- _TEXT EXTRACT_:
This summer I had the opportunity to participate in the great Eucharistic pilgrimage for the celebration of Corpus Christi in my diocese. As a member of the diocesan team, my job was to be a driver. I had to take priests or people to their cars on the way to and from the church during the five stops along the journey, or go to the store to buy things they needed. From 7 a.m. to 7 p.m., it was a day of back and forth on the road.


At the end of the day, I had to drive a young man to his car. This young man was a journalist who had come to interview and take photos of the pilgrimage for the local newspaper. Since his car was 40 minutes away from the Eucharistic parade, we struck up a conversation. He told me that he was a student at Yale and that he was from a Hispanic family in Texas. He told me a little about his university achievements, well deserved, by the way. Then I asked him: “In your opinion, what most affects young people your age?” The answer took me by surprise, first of all because I work professionally in ministry with young adults and I'm always trying to stay up-to-date with the challenges facing young people. For better or worse, I have already formed ideas in my mind. But he told me that “what most affects young people is a lack of empathy”. The dictionary defines empathy as: "The ability to identify with someone and share their feelings." I told him, "But it's not loneliness, or vices, or mental health." And he shared with me that it wasn't. That those things are important, but that there's an apathy among young people today toward the world's problems, toward helping others. He said that at the university, he saw how young people live without having a connection to the problems around them.

- _REQUIRED TASKS_:
• 1. Update the pilgrimage account, everything from "This summer I" down to "on the road.", with "driver" replaced by "chauffeur".
• 2. According to the pilgrimage account, what did the young journalist say most affects young people?
• 3. Summarize the pilgrimage account in two sentences.

- _ENTRIES PROVIDED_:
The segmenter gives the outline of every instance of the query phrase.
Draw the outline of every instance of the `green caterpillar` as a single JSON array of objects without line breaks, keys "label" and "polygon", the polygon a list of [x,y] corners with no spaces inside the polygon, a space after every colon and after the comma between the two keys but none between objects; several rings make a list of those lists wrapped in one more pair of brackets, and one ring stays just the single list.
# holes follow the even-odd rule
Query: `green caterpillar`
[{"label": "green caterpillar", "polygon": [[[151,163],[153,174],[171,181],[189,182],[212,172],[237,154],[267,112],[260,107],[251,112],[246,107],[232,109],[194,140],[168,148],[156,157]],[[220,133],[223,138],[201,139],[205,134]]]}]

- _SOLVED TASKS_:
• 1.
This summer I had the opportunity to participate in the great Eucharistic pilgrimage for the celebration of Corpus Christi in my diocese. As a member of the diocesan team, my job was to be a chauffeur. I had to take priests or people to their cars on the way to and from the church during the five stops along the journey, or go to the store to buy things they needed. From 7 a.m. to 7 p.m., it was a day of back and forth on the road.

• 2. A lack of empathy.

• 3. While serving as a driver for the diocesan team during a Corpus Christi Eucharistic pilgrimage, the writer drove a young journalist, a Yale student from a Hispanic family in Texas, to his car at the end of the day. When asked what most affects young people, he answered that it is a lack of empathy, an apathy toward the world's problems and toward helping others, which he saw among young people at his university.